> **DESCRIPTION OF THE TASK**:
In your output, repeat each entry exactly and include no pictures.

[Collected data]
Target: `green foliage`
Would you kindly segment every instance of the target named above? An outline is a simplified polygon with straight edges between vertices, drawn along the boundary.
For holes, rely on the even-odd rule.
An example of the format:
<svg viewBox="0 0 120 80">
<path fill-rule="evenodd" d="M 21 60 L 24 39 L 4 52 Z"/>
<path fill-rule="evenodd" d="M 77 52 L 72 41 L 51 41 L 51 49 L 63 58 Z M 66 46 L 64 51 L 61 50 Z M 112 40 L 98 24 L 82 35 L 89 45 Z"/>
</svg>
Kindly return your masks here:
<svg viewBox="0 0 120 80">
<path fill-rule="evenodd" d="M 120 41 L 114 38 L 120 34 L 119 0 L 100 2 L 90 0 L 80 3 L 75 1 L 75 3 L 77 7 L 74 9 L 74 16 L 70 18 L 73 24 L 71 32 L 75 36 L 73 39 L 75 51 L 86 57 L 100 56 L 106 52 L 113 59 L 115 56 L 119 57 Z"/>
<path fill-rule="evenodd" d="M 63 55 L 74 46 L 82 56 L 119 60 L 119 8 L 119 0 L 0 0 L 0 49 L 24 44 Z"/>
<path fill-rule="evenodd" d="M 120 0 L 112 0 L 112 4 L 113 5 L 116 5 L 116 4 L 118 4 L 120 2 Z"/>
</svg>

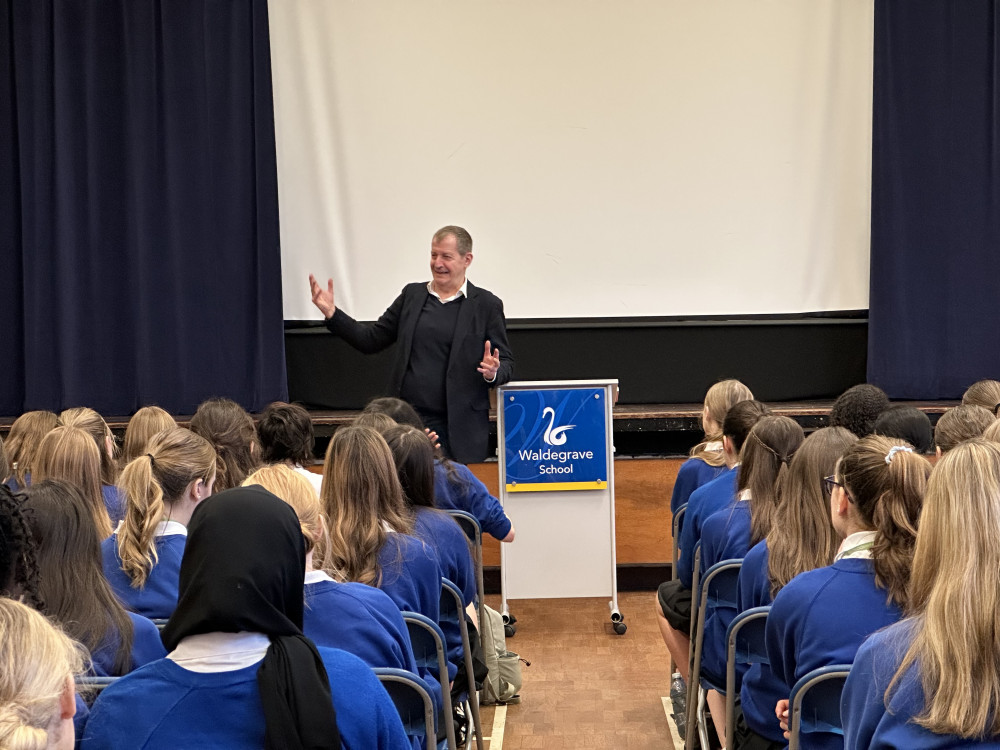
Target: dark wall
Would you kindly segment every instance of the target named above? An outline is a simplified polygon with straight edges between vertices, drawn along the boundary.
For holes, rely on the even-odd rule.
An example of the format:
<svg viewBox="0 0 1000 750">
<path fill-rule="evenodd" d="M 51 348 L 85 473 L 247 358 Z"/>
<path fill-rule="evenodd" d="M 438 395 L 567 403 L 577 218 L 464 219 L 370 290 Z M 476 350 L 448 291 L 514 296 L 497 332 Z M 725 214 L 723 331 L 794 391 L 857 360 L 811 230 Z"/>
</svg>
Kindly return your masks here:
<svg viewBox="0 0 1000 750">
<path fill-rule="evenodd" d="M 868 321 L 508 321 L 517 380 L 618 378 L 623 404 L 698 403 L 721 378 L 764 401 L 835 398 L 865 382 Z M 365 356 L 325 328 L 285 331 L 288 391 L 317 409 L 359 409 L 385 395 L 392 349 Z"/>
</svg>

> **SOLUTION FOR THIS TASK**:
Target: `green foliage`
Would you kindly segment every instance of the target named above? An outline is a simplified polygon with straight edges between vertices, drawn along the boundary.
For holes, rely on the even-odd rule.
An example of the format:
<svg viewBox="0 0 120 80">
<path fill-rule="evenodd" d="M 21 60 L 24 39 L 4 52 Z"/>
<path fill-rule="evenodd" d="M 77 52 L 72 41 L 51 41 L 51 49 L 63 58 Z M 66 46 L 64 51 L 61 50 Z M 112 40 L 98 24 L 82 35 L 89 45 Z"/>
</svg>
Kindly return your masks here:
<svg viewBox="0 0 120 80">
<path fill-rule="evenodd" d="M 120 41 L 114 38 L 120 34 L 119 0 L 100 2 L 90 0 L 80 3 L 75 1 L 75 3 L 77 7 L 74 9 L 74 16 L 70 18 L 73 24 L 71 32 L 75 36 L 73 39 L 75 51 L 86 57 L 100 56 L 106 52 L 113 59 L 115 56 L 119 57 Z"/>
<path fill-rule="evenodd" d="M 63 55 L 74 46 L 82 56 L 119 60 L 119 8 L 119 0 L 0 0 L 0 49 L 24 44 Z"/>
<path fill-rule="evenodd" d="M 120 0 L 112 0 L 112 4 L 113 5 L 116 5 L 116 4 L 118 4 L 120 2 Z"/>
</svg>

Target: dark wall
Would you kindly segment every instance of the target named above? An outline is a simplified polygon with straight edges between vertices, drawn along the boundary.
For holes, rely on the even-odd rule.
An example of the format:
<svg viewBox="0 0 1000 750">
<path fill-rule="evenodd" d="M 51 348 L 85 473 L 247 358 Z"/>
<path fill-rule="evenodd" d="M 438 395 L 567 403 L 577 218 L 464 219 L 370 290 Z M 476 350 L 448 291 L 514 296 L 497 332 Z M 725 214 L 723 331 L 794 391 L 857 360 L 811 230 Z"/>
</svg>
Kindly return your masks here:
<svg viewBox="0 0 1000 750">
<path fill-rule="evenodd" d="M 868 321 L 508 321 L 517 380 L 618 378 L 623 404 L 698 403 L 721 378 L 764 401 L 835 398 L 865 382 Z M 365 356 L 325 328 L 285 331 L 288 391 L 317 409 L 359 409 L 385 395 L 392 349 Z"/>
</svg>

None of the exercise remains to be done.